** Material to process follows **

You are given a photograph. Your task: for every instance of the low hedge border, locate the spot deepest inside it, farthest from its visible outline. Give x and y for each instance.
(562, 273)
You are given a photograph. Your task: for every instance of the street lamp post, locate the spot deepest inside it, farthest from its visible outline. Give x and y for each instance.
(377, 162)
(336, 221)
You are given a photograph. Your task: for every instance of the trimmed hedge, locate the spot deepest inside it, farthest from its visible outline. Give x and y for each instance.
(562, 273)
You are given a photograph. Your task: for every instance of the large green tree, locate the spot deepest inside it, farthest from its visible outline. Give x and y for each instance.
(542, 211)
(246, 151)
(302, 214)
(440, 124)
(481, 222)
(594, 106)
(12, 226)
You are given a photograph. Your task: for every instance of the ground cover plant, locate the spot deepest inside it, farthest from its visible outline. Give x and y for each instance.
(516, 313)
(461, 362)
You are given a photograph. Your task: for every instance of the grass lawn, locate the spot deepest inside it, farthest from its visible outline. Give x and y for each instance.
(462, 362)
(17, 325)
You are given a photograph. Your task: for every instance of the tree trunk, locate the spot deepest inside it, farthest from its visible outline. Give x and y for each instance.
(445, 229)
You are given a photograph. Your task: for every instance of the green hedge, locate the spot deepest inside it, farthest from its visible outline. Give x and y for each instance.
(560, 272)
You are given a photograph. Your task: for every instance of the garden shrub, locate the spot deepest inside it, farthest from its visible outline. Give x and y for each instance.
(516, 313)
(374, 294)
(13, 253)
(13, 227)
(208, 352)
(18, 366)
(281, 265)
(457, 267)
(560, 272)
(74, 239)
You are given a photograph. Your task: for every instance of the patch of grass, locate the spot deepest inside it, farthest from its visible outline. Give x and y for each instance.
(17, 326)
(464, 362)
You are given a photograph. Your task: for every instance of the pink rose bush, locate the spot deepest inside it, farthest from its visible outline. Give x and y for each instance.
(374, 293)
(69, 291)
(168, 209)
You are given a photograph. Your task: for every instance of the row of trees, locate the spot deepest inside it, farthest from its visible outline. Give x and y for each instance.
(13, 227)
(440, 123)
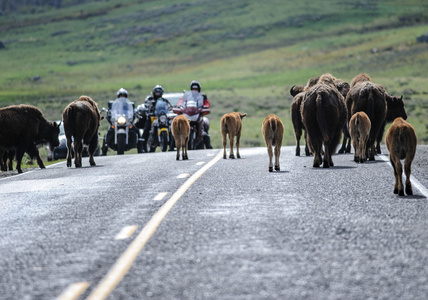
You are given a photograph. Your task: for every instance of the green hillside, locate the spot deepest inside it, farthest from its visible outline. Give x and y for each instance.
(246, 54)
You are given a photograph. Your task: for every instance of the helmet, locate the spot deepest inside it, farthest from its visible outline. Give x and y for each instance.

** End of Material to process **

▶ [Task prompt]
In your copy, every entry above must match word for word, and no picture may appear.

▶ [Result for this task]
You are given a photograph. Your task: for every instance of the low hedge border, locate the spot deepest inside it, farthest from its visible outline. Give x and y for each instance.
(562, 273)
You are given a photograph. Your task: for every instance of the street lamp post, locate the spot deepest inside it, farthest from its visible outline. Give x and y for each instance.
(377, 162)
(336, 221)
You are given a photograph. Your task: for every instance of the trimmed hedge, locate the spot deepest inside it, farthest from its visible outline. Give x and y for each instance.
(562, 273)
You are given a photograph. Your task: for every instance of the large green tree, locate the spot deepest inside it, farthest from its visible outline. Give x and y for each instance.
(542, 211)
(246, 151)
(302, 214)
(440, 124)
(481, 222)
(594, 106)
(12, 226)
You are given a photograph. Your task: for every instance of the ground cover plant, locate the spot deepest inside it, farthest from its visible outline. Give x and y for each instance.
(516, 313)
(461, 362)
You are given a photograph. Your task: for every instance of the grass lawn, locate the spot deepest inside it, farthest from its visible outline. Give x and y for each instance.
(462, 362)
(17, 325)
You are given a photograph. Your task: for every instance of the tree trunk, locate the spot deepest inside it, farthest from its visible outline. Give x and y for each instance.
(445, 229)
You are given a photograph. Your task: for every instance of the green hedge, locate the spot deepest inside it, farthest from its visible outline. Give x and y for each instance.
(560, 272)
You are given a photograph. Your task: for every instance of the garden shrub, locate the spot deepest inside it, farthest from its visible outline. Give x and y for each instance.
(516, 313)
(374, 294)
(13, 253)
(13, 227)
(208, 352)
(18, 366)
(281, 265)
(457, 267)
(560, 272)
(74, 239)
You are given a photograph. Your task: for every instance of the patch of grass, locate the spot deepest inside it, farthest from its visible outline. Give x and y for each instance.
(17, 326)
(464, 362)
You are given a photograph. Your task: for every instance of the pink rose bush, locate the spot deepest inside it, farthest from its visible outline. Give x and y for each instance.
(374, 293)
(69, 291)
(168, 209)
You are given a photograph. Your task: for every instance of the row of trees, locate the spot deepest inside it, farthest from its visible outline. Give x and y for each instance.
(13, 227)
(440, 123)
You are given a photograph. Your task: for every instance of the green hillside, locate the spot deepest inside it, farthest from its visible outline. Give x and y for each instance.
(246, 54)
You are given a photograph. Your task: for every instance of the helmet, locate the spot deepest inside it, farthest from its visible outline. Give x and y for each instance.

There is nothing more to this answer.